===== Text block =====
Skip to main content

🍃 streamline remote software engineering experiments

Project description

🍃 Midori

Midori is a plugin-based orchestrator that allows researchers to run software engineering experiments on remote clusters. It is a byproduct of my thesis. It is designed to be automated for time-consuming experiments that require a large number of runs.

🧱 Architectural

  • Why Midori? Because there are so many things to consider when it comes to running software engineering experiments, such as:
    • Cooling down before each trial.
    • SSH Connection.
    • Randomizing the order of the trials.
    • Switching between different treatments.
    • ...
  • What is an orchestrator? Mitori is meant to be a local tool that manipulates the remote cluster to run the experiments using SSH. In this way, the overhead of the experiment on the remote cluster is minimized.
Midori as an orchestrator

🚀 Getting Started

Installation

pip install midori

Usage

Initialize the orchestrator with the following parameters and run:

from midori.core import Orchestrator

orchestrator = Orchestrator(
  hostname: str,
  username: str,
  password: str,
  repetitions: int,
  before_trial_cooling_time: int,
  trial_timespan: int,
  after_trial_cooling_time: int,
  variables: Dict[str, List[str]],
  subject_path: str,
  before_experiment_plugins: List[Type[PluginHelper]] = [],
  setup_plugins: List[Type[PluginHelper]] = [],
  end_trial_plugins: List[Type[PluginHelper]] = [],
  end_experiment_plugins: List[Type[PluginHelper]] = [],
)

orchestrator.run()

Remote Node and Experiment Subject Setup

  • The subject_path is a directory on the remote node.
  • As mentioned in the next section, variables represent the variables to be manipulated in the experiment, which should be reflected in the subject_path.
  • subject_path should be a git repository that contains branches named of the combinations of the variables. Each branch represents a treatment.

For example, if variable is

variables = {'drink': ['orange', 'apple', 'watermelon'], 'size': [300, 600, 100], 'temperature': [20, 30]}

The subject_path should be a git repository that contains branches named orange-300-20, orange-300-30, orange-600-20, orange-600-30, etc. You do not have to include all the combinations, Midori will skip the missing branches.

Parameters

  • hostname, username, password: Mitori needs these parameters to connect to the remote node via SSH.
  • repetitions: The number of repetitions for the experiment.
  • before_trial_cooling_time: The cooling time before each trial, in seconds.
  • trial_timespan: The time span of each trial, in seconds.
  • after_trial_cooling_time: The cooling time after each trial, in seconds.
=====
(Required task a): Print the records exactly from their first line through the line that contains "Segments of the", including both of those lines.
===== Provided records =====
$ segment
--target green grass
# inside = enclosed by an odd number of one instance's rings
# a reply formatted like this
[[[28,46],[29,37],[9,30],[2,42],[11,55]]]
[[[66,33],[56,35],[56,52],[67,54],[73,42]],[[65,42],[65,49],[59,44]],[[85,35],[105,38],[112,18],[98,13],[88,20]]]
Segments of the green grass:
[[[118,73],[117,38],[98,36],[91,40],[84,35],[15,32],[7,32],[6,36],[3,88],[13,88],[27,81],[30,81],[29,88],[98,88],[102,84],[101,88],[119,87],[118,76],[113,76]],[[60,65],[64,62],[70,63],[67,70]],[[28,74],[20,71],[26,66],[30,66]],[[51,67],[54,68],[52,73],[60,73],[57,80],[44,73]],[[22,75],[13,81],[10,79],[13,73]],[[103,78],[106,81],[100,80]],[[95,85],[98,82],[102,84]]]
=====
(Required task b): Output the stretch of the Midori project description from "For example, if" through "node via SSH." word for word.

(Task output a):
$ segment
--target green grass
# inside = enclosed by an odd number of one instance's rings
# a reply formatted like this
[[[28,46],[29,37],[9,30],[2,42],[11,55]]]
[[[66,33],[56,35],[56,52],[67,54],[73,42]],[[65,42],[65,49],[59,44]],[[85,35],[105,38],[112,18],[98,13],[88,20]]]
Segments of the green grass:

(Task output b):
For example, if variable is

variables = {'drink': ['orange', 'apple', 'watermelon'], 'size': [300, 600, 100], 'temperature': [20, 30]}

The subject_path should be a git repository that contains branches named orange-300-20, orange-300-30, orange-600-20, orange-600-30, etc. You do not have to include all the combinations, Midori will skip the missing branches.

Parameters

  • hostname, username, password: Mitori needs these parameters to connect to the remote node via SSH.